» **TASK DIRECTIONS**
Each line of the data must be written out again verbatim; no image belongs in the copy.

» **GIVEN RECORDS**
# # #

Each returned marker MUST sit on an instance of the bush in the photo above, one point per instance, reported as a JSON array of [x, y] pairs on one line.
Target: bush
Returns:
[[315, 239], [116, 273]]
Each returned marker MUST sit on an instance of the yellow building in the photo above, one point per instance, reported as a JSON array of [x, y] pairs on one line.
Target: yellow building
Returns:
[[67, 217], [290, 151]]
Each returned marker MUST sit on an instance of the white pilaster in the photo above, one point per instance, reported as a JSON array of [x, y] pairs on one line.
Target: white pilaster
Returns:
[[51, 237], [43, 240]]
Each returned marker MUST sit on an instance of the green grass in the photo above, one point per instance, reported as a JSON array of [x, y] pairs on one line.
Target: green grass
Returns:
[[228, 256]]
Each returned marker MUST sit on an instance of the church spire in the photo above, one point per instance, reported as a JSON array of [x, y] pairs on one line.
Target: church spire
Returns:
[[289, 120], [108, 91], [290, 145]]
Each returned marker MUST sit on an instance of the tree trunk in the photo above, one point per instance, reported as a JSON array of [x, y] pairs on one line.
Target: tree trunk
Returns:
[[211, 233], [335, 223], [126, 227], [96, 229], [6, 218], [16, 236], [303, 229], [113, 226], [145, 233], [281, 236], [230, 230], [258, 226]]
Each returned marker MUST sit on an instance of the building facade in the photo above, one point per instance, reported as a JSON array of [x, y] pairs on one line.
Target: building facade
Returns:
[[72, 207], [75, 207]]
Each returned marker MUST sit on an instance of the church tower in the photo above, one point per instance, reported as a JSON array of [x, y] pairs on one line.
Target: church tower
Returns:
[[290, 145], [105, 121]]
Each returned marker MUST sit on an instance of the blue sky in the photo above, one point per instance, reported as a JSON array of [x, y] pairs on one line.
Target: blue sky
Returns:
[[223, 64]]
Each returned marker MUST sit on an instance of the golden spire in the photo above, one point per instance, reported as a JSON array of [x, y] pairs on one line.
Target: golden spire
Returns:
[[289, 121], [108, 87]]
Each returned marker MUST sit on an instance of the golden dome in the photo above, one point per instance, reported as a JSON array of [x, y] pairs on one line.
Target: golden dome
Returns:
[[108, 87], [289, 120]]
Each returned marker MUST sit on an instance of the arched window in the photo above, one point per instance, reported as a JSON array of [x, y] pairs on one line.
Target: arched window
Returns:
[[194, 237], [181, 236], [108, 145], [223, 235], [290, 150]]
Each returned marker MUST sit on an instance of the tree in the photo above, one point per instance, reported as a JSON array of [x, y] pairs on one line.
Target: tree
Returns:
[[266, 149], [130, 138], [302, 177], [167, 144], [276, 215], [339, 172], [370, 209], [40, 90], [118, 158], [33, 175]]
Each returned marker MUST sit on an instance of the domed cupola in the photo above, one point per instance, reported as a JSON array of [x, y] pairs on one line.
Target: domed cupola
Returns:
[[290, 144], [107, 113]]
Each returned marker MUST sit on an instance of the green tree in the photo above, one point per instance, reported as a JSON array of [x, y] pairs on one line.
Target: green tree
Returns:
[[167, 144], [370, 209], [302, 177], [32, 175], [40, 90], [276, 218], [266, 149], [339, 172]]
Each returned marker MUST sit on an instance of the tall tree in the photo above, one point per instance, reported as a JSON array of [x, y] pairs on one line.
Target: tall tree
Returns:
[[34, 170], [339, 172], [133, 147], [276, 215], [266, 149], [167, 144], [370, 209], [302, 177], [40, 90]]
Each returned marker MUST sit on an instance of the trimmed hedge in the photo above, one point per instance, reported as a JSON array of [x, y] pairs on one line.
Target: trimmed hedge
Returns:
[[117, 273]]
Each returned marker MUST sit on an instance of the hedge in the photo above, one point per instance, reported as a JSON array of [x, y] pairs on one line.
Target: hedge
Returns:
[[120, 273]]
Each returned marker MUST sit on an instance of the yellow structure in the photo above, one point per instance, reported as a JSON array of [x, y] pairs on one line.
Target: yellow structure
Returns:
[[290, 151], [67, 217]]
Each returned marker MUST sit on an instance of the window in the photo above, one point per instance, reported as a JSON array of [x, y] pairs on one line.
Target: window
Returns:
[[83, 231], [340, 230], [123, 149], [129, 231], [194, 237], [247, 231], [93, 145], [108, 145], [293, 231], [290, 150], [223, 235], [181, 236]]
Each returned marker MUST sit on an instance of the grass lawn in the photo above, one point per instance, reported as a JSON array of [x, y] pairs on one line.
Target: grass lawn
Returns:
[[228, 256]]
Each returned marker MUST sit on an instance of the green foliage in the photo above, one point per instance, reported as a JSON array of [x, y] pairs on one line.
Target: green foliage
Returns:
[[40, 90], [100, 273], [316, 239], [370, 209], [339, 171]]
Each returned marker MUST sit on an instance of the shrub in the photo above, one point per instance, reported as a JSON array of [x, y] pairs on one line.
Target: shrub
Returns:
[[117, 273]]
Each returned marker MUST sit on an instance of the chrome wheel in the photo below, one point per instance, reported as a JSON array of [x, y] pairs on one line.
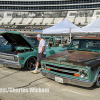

# # #

» **SOLUTION TO THE EXERCISE**
Each returned marker MUST sit on an instance of the bush in the photo above, one point per instance, reported as a JSON array of [x, y] pairs on one line.
Target: bush
Returns:
[[315, 239], [116, 273]]
Each returned marker MUST sit on an instance of the yellow building in the photo above, one point per instance, reported as a JSON array of [x, y] pairs on one line.
Target: yellow building
Returns:
[[67, 217], [290, 151]]
Each returned marker MUST sit on an instance of the white pilaster in the photo above, one point per instance, reported as a JSON array of [x, y] pairs on one line.
Target: white pilaster
Returns:
[[51, 237], [43, 240]]
Each returned marker MUST sit on an instance of the green grass in the photo above, one point per instance, reported as a JSON array of [x, y] pairs on one line.
Target: green grass
Returns:
[[228, 256]]
Each returned marker MUST sit on an instance of the church spire in the photo above, one point per instance, reported as a JSON array of [x, y] pairs on one line.
Target: church spire
Returns:
[[289, 120], [108, 91], [290, 145]]
Each returned marker MUST sit on an instance of the tree trunk in the photo above, one point per instance, reported as a JSON array of [x, y] pairs on one line.
Target: tree trunk
Returns:
[[211, 233], [335, 223], [126, 227], [96, 229], [6, 218], [16, 236], [303, 229], [113, 226], [145, 233], [281, 236], [230, 230], [258, 226]]
Each returned marker MUST sit on an instance of the building facade in the photo above, one point per instance, reported as a JSON array of [x, y] pairs on one line.
Target: building facade
Returns:
[[72, 207], [75, 207]]
Each returned marker MUST sit on an instance of the church tower in the photo above, one point per instance, reported as a JSON array of [x, y] pairs on one line.
Target: church tower
Returns:
[[290, 145], [105, 121]]
Each returned marker MUST sit on an instance of the blue sky in the photo above, one point per instance, reported as a JSON array of [x, y] pairs on one line.
Target: blue sky
Returns:
[[223, 64]]
Each returned marker MUST sit on an instance of the golden spire in the photo above, one point per instance, reported as a JSON array of [x, y] pairs on one line.
Target: golden spire
Returns:
[[289, 121], [108, 87]]
Each returned marker MUST sit on an instance of the golden dome in the photo above, one point per instance, reported as a JSON array of [x, y] pairs on one line.
Target: golden dome
Returns:
[[108, 87], [289, 120]]
Each returned marker MUST sit on an instance of the arched window in the photo above, one point per instance, reported as a JSON array of [x, y] pairs on one line.
Target: arched window
Returns:
[[194, 237], [181, 236], [108, 145], [223, 235], [290, 150]]
Each returned marker MUST sit on an instance of the tree in the photo above, one point per instance, reported as a JSON array of [x, y] pairs on one line.
Target: tree
Returns:
[[266, 149], [130, 138], [302, 177], [167, 144], [276, 215], [339, 172], [370, 209], [40, 90], [118, 158], [33, 175]]
Each returned marker MUST sit on an instance of the domed cupola in the photo above, one point per instance, reported as a JSON array of [x, y] pairs on one line.
Target: domed cupola
Returns:
[[290, 144], [107, 113]]
Each returned marker MUST sit on an instance of the green tree in the photo above, one point per instance, reported as a JSON array of [x, y] pairs on one line.
Target: green tree
Returns:
[[167, 144], [370, 209], [302, 177], [32, 175], [40, 90], [276, 218], [266, 149], [339, 172]]
Each returned marker MUST sit on an instance of the tall tree in the photo above, one point per instance, reported as a JSON array of [x, y] pairs on one line.
Target: tall tree
Returns:
[[34, 170], [339, 172], [133, 147], [276, 215], [266, 149], [167, 144], [370, 209], [302, 177], [40, 90]]
Each returned marker MUST sit on an instance of the trimmed hedge in the photo above, one point per instance, reported as a JSON array of [x, y] pairs on one line.
Target: trimmed hedge
Returns:
[[117, 273]]
Each returned marker MUST sit on an instance of the hedge in the photo above, one point per instance, reported as a JSON array of [x, y] pairs on one line.
Target: hedge
Returns:
[[120, 273]]
Each returned marker MUST sit on an instance of the yellow structure in the photo above, one point per instance, reported as a JSON array of [x, y] pairs on one line.
Target: yellow structure
Returns:
[[290, 151], [67, 217]]
Each returned marker MUST sit on an instance of the window in the photo above, one point per instance, reported as a JSON array of [x, y] pairs on one line.
Target: window
Returns:
[[83, 231], [340, 230], [123, 149], [129, 231], [194, 237], [247, 231], [93, 145], [108, 145], [293, 231], [290, 150], [223, 235], [181, 236]]
Each returned marker MUST sit on an instance of the grass lawn in the photo above, one point per instance, reported as a JSON array of [x, y] pairs on one line.
Target: grass lawn
Returns:
[[228, 256]]
Each returned marker MUST sit on an instance of the green foliage in the photo above, one point per instance, reported as a JSON array of [x, y] pairs on one line.
Target: green foliage
Returns:
[[40, 90], [100, 273], [316, 239], [370, 209], [339, 171]]
Each returned marker MUST sit on an instance of the shrub in the photo above, one point per instance, reported as a JSON array of [x, y] pairs on one line.
Target: shrub
Returns:
[[117, 273]]
Each returned marker MUST sit on an instance of the chrome wheel in the photo below, one point per instance, reported as a JSON array of [x, y] pairs on one line.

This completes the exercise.